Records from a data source
···

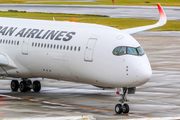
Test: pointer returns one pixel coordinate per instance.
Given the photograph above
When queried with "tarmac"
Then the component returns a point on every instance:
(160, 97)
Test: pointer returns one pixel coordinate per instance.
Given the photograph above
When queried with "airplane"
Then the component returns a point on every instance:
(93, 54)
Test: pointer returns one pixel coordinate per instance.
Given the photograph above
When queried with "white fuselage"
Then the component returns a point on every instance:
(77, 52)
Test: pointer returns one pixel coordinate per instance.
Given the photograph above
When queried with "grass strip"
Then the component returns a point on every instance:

···

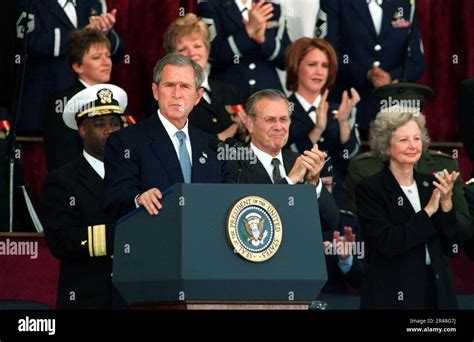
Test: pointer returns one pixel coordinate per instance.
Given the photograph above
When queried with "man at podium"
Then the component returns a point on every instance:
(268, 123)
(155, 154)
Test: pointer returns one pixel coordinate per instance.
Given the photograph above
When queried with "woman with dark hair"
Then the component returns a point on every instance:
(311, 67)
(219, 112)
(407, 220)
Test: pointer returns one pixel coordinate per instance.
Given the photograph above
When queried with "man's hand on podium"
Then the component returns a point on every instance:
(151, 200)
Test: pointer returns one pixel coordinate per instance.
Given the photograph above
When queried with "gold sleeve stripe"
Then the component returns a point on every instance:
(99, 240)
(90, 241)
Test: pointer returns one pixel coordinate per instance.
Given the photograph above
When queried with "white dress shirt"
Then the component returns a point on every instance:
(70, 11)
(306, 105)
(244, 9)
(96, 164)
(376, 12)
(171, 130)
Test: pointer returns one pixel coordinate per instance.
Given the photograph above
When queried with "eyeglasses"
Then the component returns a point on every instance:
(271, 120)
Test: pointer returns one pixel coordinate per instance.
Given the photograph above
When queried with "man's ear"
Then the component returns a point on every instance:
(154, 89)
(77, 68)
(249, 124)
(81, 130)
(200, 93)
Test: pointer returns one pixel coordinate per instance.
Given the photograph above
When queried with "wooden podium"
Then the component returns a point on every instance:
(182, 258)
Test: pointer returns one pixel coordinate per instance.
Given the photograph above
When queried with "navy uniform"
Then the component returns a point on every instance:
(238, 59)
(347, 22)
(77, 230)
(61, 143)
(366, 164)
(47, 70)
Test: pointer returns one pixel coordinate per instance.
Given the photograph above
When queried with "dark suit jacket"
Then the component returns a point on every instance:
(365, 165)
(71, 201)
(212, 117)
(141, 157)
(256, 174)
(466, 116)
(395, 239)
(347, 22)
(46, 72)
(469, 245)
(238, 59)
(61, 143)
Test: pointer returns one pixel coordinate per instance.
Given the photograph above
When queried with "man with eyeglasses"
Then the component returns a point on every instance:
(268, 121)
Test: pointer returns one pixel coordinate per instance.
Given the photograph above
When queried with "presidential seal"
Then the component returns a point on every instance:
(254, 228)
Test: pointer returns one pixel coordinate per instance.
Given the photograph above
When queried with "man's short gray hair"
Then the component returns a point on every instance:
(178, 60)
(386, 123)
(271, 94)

···

**Instruction:** Report every line of the data above that contains the string "eyeglasses", copying each line in full. Case counts.

**Task output:**
When queried with "eyeglasses"
When queried with "man with eyeglasses"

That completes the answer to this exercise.